Working data:
━━━━━━━━━━

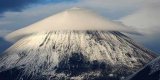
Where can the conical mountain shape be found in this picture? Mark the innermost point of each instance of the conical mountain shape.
(78, 54)
(71, 19)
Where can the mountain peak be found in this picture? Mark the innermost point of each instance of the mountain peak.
(71, 19)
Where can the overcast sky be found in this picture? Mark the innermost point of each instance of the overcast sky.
(140, 14)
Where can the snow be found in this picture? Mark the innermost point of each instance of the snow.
(71, 19)
(43, 52)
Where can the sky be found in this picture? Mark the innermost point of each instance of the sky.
(143, 15)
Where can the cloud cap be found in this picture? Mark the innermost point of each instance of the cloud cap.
(71, 19)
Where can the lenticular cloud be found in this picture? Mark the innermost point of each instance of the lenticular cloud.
(71, 19)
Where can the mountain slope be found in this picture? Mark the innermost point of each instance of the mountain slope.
(150, 72)
(73, 55)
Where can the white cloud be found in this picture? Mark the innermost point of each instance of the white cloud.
(145, 20)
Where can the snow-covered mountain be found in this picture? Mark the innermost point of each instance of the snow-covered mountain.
(76, 53)
(150, 72)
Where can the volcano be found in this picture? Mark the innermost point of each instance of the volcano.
(75, 44)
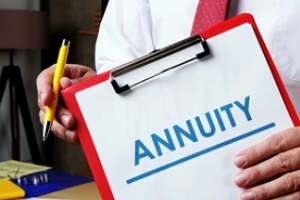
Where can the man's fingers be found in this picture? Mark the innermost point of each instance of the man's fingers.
(269, 169)
(273, 145)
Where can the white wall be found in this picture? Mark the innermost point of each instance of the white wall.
(29, 63)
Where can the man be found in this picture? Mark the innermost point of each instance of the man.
(132, 28)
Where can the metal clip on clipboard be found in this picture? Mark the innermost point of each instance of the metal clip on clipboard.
(154, 56)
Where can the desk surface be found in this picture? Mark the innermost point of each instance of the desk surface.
(80, 192)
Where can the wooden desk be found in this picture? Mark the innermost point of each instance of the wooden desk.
(81, 192)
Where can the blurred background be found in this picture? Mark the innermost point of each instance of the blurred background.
(77, 20)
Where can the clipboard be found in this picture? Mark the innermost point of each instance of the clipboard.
(167, 125)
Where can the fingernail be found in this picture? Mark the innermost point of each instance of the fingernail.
(240, 161)
(248, 196)
(65, 119)
(70, 135)
(241, 179)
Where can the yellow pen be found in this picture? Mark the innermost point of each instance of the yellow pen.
(59, 71)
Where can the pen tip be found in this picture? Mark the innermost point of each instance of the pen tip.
(66, 42)
(46, 129)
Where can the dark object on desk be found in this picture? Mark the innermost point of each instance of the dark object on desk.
(23, 30)
(45, 182)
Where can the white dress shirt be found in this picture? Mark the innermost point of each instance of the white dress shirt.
(132, 28)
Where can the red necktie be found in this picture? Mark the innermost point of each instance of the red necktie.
(208, 13)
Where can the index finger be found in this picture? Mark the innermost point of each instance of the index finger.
(280, 142)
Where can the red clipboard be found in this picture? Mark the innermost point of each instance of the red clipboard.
(88, 145)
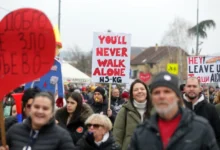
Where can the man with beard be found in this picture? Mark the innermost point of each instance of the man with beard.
(196, 101)
(116, 100)
(172, 127)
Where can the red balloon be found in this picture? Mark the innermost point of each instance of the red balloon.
(27, 48)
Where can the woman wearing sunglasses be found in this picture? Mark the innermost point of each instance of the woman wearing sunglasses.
(73, 116)
(99, 134)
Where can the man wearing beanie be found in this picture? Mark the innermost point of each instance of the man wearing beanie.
(172, 127)
(100, 104)
(196, 101)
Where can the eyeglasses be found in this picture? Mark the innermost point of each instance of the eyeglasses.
(94, 125)
(28, 105)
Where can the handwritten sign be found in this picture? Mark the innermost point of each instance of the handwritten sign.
(111, 58)
(206, 69)
(145, 77)
(27, 47)
(173, 68)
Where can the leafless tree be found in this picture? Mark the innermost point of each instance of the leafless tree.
(80, 59)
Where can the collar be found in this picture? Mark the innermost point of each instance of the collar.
(104, 139)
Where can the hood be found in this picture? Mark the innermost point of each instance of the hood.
(86, 112)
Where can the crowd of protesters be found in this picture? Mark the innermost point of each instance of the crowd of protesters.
(161, 116)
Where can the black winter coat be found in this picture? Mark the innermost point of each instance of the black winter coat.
(50, 137)
(76, 126)
(209, 112)
(192, 133)
(103, 107)
(87, 143)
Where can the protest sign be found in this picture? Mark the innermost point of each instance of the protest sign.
(145, 77)
(206, 69)
(172, 69)
(27, 49)
(111, 57)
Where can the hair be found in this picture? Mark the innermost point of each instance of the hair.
(47, 95)
(182, 87)
(148, 98)
(194, 78)
(217, 97)
(29, 94)
(78, 98)
(101, 119)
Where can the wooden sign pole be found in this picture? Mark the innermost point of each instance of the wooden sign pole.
(109, 95)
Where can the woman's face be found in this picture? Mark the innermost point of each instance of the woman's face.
(97, 129)
(139, 92)
(13, 111)
(41, 111)
(71, 105)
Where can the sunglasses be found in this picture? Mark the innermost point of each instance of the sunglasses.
(94, 125)
(28, 105)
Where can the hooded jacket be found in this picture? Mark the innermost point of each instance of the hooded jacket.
(103, 108)
(126, 121)
(192, 133)
(206, 110)
(49, 137)
(76, 126)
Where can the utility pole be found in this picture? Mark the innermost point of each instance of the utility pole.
(197, 30)
(59, 15)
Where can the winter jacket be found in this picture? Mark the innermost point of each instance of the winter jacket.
(192, 133)
(49, 137)
(117, 103)
(76, 126)
(87, 143)
(126, 121)
(9, 122)
(208, 111)
(103, 108)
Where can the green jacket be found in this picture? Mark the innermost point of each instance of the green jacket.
(126, 121)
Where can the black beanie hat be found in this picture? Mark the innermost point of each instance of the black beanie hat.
(166, 79)
(101, 91)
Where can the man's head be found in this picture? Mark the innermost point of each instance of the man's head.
(165, 94)
(99, 94)
(192, 88)
(27, 100)
(115, 92)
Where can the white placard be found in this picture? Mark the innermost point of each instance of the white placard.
(111, 57)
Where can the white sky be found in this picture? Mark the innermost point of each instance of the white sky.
(146, 20)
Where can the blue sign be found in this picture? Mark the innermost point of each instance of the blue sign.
(50, 82)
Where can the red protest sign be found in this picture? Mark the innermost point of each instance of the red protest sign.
(144, 76)
(27, 48)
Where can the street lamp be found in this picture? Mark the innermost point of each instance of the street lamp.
(197, 30)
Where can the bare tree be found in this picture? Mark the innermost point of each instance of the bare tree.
(177, 35)
(80, 59)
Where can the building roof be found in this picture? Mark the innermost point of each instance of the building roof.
(152, 55)
(135, 51)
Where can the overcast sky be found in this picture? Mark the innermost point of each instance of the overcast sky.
(146, 20)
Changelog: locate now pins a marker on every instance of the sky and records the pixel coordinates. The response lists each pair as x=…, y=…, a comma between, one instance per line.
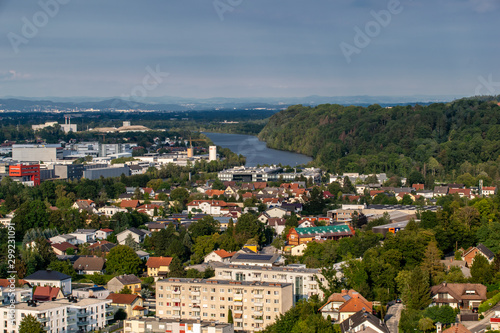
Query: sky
x=249, y=48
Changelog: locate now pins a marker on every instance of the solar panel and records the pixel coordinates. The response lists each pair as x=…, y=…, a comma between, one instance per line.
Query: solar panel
x=254, y=257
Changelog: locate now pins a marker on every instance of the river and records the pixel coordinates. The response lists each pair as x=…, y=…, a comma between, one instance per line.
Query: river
x=255, y=150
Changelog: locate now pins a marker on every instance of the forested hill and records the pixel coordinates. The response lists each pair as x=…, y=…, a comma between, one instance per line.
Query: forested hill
x=450, y=139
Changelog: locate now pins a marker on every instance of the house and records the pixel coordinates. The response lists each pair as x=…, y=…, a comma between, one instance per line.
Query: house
x=340, y=306
x=491, y=190
x=89, y=265
x=119, y=282
x=84, y=235
x=103, y=233
x=109, y=211
x=158, y=266
x=297, y=236
x=50, y=278
x=219, y=256
x=458, y=295
x=85, y=205
x=470, y=253
x=137, y=234
x=60, y=248
x=132, y=204
x=47, y=293
x=131, y=304
x=363, y=321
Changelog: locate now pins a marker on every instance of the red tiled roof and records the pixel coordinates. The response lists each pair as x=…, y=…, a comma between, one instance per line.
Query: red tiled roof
x=156, y=262
x=122, y=298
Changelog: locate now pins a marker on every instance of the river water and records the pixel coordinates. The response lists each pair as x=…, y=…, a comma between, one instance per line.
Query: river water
x=256, y=151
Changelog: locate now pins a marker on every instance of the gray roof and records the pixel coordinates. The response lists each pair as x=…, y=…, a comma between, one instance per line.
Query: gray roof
x=359, y=318
x=48, y=275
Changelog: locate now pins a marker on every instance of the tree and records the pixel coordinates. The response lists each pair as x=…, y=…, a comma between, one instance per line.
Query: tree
x=122, y=260
x=176, y=268
x=30, y=324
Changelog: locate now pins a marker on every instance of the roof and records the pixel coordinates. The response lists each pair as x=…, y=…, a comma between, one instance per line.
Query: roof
x=156, y=262
x=457, y=328
x=122, y=298
x=361, y=317
x=458, y=290
x=89, y=264
x=127, y=279
x=45, y=293
x=47, y=275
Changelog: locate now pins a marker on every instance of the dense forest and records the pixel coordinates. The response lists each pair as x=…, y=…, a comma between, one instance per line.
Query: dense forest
x=442, y=140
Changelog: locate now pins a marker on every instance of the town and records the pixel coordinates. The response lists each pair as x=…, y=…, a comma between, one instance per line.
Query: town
x=185, y=238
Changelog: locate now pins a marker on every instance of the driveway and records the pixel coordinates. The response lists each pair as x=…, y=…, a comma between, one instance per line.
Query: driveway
x=393, y=316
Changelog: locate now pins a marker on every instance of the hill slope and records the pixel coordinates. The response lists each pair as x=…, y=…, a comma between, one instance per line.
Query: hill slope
x=374, y=139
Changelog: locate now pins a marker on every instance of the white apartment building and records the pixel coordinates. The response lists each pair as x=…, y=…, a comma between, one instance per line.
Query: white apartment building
x=60, y=316
x=302, y=279
x=254, y=305
x=157, y=325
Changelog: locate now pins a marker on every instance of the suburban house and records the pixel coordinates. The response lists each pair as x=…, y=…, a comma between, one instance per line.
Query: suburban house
x=103, y=233
x=470, y=253
x=137, y=234
x=341, y=306
x=219, y=256
x=47, y=293
x=130, y=281
x=458, y=295
x=50, y=278
x=297, y=236
x=363, y=321
x=89, y=265
x=158, y=266
x=131, y=304
x=61, y=248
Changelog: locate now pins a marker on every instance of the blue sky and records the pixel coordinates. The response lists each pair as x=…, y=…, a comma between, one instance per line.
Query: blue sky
x=258, y=49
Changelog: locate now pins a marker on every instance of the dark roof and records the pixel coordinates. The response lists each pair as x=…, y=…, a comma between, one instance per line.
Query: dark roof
x=48, y=275
x=487, y=252
x=361, y=317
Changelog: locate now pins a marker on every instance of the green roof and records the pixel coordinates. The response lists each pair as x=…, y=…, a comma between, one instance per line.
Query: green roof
x=321, y=230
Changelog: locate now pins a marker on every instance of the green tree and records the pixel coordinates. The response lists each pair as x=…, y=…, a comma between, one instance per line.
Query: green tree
x=30, y=324
x=122, y=260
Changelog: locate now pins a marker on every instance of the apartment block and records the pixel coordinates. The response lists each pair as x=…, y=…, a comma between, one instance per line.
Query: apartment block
x=157, y=325
x=66, y=315
x=302, y=279
x=253, y=305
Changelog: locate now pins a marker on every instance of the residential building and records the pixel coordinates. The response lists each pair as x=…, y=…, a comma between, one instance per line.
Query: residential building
x=458, y=295
x=305, y=281
x=138, y=235
x=161, y=325
x=50, y=278
x=89, y=265
x=27, y=174
x=297, y=236
x=363, y=321
x=219, y=256
x=254, y=304
x=130, y=281
x=158, y=266
x=65, y=315
x=131, y=304
x=469, y=254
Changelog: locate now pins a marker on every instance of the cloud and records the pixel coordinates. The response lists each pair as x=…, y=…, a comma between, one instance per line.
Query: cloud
x=483, y=6
x=12, y=75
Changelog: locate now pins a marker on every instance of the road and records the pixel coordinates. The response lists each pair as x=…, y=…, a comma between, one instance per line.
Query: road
x=393, y=316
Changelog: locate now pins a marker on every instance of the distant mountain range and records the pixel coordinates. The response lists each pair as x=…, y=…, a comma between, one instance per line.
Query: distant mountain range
x=173, y=104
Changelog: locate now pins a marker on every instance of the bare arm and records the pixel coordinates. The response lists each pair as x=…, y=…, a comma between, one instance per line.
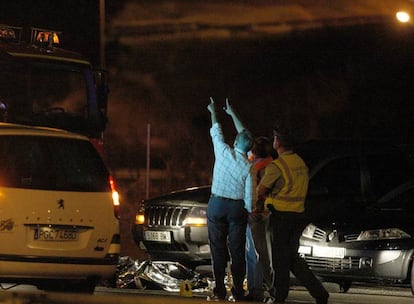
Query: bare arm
x=212, y=108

━━━━━━━━━━

Can you reproduce the rows starting at the line that contains "the green tree" and ending at the line that contains "x=469, y=254", switching "apartment block" to "apartment building" and changing nothing else?

Exercise answer:
Changelog: locate now pins a marker on every instance of the green tree and records the pixel coordinates. The response lists each pair as x=…, y=…, a comma between, one instance per line.
Query: green tree
x=30, y=324
x=122, y=260
Changelog: locate now pins a marker on every instance of the apartment building and records the pixel coordinates. The response lists each pair as x=…, y=…, a comma between, one instance per line.
Query: apartment building
x=157, y=325
x=66, y=315
x=302, y=279
x=253, y=305
Changelog: locate now pins a marker on every instance of the residential building and records the pixel coordinates. The response lists each pair as x=…, y=…, a comma between, one instance per line.
Query: residential building
x=458, y=295
x=305, y=281
x=138, y=235
x=161, y=325
x=50, y=278
x=89, y=265
x=27, y=174
x=297, y=236
x=363, y=321
x=219, y=256
x=254, y=304
x=130, y=281
x=158, y=266
x=65, y=315
x=131, y=304
x=469, y=254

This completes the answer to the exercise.